— begin Information provided —

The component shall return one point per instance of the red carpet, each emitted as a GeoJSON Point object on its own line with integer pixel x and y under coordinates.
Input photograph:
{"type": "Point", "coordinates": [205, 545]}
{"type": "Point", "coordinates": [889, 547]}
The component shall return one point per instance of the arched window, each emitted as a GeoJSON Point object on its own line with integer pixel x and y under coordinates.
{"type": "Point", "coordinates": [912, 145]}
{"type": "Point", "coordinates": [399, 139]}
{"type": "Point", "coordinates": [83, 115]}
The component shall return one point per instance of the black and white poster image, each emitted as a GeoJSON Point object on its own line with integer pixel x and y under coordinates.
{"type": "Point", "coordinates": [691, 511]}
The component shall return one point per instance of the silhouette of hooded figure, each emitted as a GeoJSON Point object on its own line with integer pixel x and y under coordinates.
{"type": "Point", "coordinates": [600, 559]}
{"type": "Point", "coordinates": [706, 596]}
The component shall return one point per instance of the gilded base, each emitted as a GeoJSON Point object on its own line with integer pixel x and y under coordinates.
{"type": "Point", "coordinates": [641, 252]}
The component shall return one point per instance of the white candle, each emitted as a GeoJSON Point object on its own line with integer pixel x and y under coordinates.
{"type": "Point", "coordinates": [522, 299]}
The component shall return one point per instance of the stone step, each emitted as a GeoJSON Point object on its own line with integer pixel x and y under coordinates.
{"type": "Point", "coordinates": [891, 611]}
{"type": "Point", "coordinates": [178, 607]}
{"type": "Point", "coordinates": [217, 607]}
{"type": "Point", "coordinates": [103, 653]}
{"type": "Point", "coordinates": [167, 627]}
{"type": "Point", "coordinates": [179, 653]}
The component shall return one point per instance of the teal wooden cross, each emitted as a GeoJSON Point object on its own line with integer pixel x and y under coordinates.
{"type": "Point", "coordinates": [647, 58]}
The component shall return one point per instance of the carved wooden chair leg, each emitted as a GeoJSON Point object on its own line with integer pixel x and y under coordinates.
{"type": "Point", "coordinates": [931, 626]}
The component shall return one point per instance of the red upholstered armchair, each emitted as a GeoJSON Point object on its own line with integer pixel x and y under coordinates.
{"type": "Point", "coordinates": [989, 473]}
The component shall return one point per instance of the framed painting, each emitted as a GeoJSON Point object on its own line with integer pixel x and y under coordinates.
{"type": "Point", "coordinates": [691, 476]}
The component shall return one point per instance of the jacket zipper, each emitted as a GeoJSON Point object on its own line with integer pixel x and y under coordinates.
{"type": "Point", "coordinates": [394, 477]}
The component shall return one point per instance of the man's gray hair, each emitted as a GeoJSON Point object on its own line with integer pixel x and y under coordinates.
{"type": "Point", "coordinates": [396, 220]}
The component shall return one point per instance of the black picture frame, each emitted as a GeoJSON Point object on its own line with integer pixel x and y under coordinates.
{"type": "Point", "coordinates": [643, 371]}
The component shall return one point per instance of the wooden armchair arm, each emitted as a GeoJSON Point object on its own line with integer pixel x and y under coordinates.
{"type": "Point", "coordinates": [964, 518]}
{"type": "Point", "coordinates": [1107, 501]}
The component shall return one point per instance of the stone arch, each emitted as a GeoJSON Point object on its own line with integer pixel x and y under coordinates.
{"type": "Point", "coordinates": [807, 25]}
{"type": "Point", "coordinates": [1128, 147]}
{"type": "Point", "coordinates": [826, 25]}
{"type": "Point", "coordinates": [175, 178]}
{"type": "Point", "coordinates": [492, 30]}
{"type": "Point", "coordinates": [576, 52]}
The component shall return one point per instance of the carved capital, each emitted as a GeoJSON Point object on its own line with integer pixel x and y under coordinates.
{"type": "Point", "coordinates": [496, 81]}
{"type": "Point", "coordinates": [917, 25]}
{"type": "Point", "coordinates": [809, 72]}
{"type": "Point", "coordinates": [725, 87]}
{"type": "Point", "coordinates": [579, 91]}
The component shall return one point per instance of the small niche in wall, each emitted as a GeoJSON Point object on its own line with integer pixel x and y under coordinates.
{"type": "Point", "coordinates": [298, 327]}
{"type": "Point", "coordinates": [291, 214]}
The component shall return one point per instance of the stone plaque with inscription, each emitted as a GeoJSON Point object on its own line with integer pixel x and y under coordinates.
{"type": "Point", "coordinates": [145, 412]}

— end Information provided —

In the listing above, find the line containing "carved capital, each", then reproduce it and each line after it through the end, exactly and with nothing added.

The component shall return one point per instance of the carved capital, each emitted as a GeoJSON Point object on its own line with integer pixel x and y under coordinates.
{"type": "Point", "coordinates": [496, 81]}
{"type": "Point", "coordinates": [917, 25]}
{"type": "Point", "coordinates": [809, 72]}
{"type": "Point", "coordinates": [725, 87]}
{"type": "Point", "coordinates": [579, 91]}
The component shall return one point per instance of the small niche in wall, each emitted as a GeoJSON Point object on its own line with integer pixel x and y under coordinates.
{"type": "Point", "coordinates": [298, 327]}
{"type": "Point", "coordinates": [291, 214]}
The component shall return one point per instance of the stone plaque with inscription, each emitted as a GeoJSON Point object on its own line with integer pixel x and y under coordinates.
{"type": "Point", "coordinates": [145, 412]}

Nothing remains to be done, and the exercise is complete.